DIRECTIONS:
Exactly as written, give again the line with "Then put one point on each instance of the large" and all subsequent lines through the end of the records.
─── DATA FOR THIS TASK
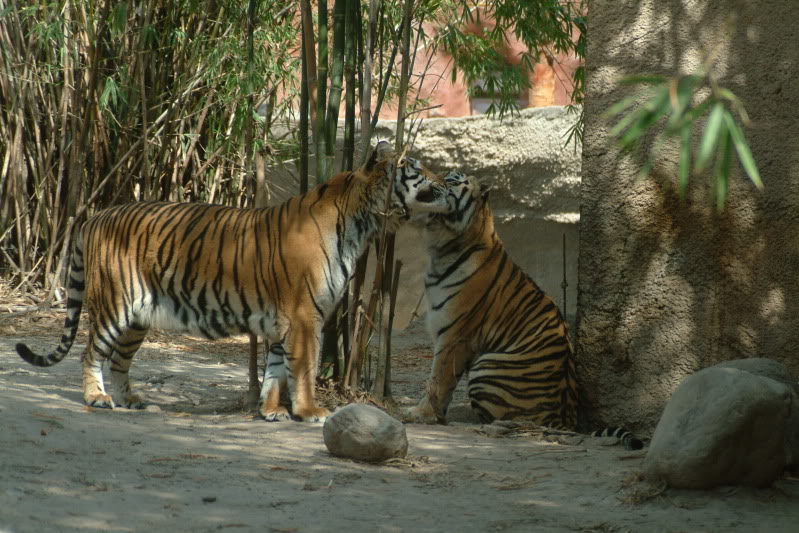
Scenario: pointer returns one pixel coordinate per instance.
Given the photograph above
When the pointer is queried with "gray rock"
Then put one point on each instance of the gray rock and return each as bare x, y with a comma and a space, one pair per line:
723, 426
772, 369
365, 433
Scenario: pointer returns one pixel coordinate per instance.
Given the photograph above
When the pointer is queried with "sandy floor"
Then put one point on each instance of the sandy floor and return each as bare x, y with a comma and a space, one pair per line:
198, 463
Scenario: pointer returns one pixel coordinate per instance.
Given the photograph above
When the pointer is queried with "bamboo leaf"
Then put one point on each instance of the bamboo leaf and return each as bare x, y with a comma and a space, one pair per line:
710, 136
722, 171
742, 148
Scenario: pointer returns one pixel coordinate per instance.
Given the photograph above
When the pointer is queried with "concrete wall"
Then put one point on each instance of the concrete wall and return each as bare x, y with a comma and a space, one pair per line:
669, 287
535, 199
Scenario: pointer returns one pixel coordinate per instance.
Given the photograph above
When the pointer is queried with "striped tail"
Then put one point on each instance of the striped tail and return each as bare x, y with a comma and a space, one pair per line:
74, 305
628, 440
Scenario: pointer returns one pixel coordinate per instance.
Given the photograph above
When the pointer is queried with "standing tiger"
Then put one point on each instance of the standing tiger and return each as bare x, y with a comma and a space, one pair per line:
490, 319
216, 271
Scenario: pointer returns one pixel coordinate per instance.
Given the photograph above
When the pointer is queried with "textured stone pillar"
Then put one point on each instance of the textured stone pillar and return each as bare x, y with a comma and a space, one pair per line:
668, 287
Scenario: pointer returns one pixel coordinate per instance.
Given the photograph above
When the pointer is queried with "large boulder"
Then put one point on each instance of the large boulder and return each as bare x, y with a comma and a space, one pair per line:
364, 433
770, 368
724, 425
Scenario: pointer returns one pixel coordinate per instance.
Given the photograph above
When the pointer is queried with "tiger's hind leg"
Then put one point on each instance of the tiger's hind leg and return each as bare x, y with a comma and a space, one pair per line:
──────
ANSWER SECTION:
Then put one point on each instance of the large boulder and return each as bare x, y with a comma and a space, one pair per line:
364, 433
770, 368
724, 425
Scenario: pointer returns one pixel coordinate per instance.
Given the photograph above
When the pointer is queried with "tiger's hind leg"
Then put one point on each instance of the tiger's hind leg and return each as bare x, y with a comma and a space, one pair per line:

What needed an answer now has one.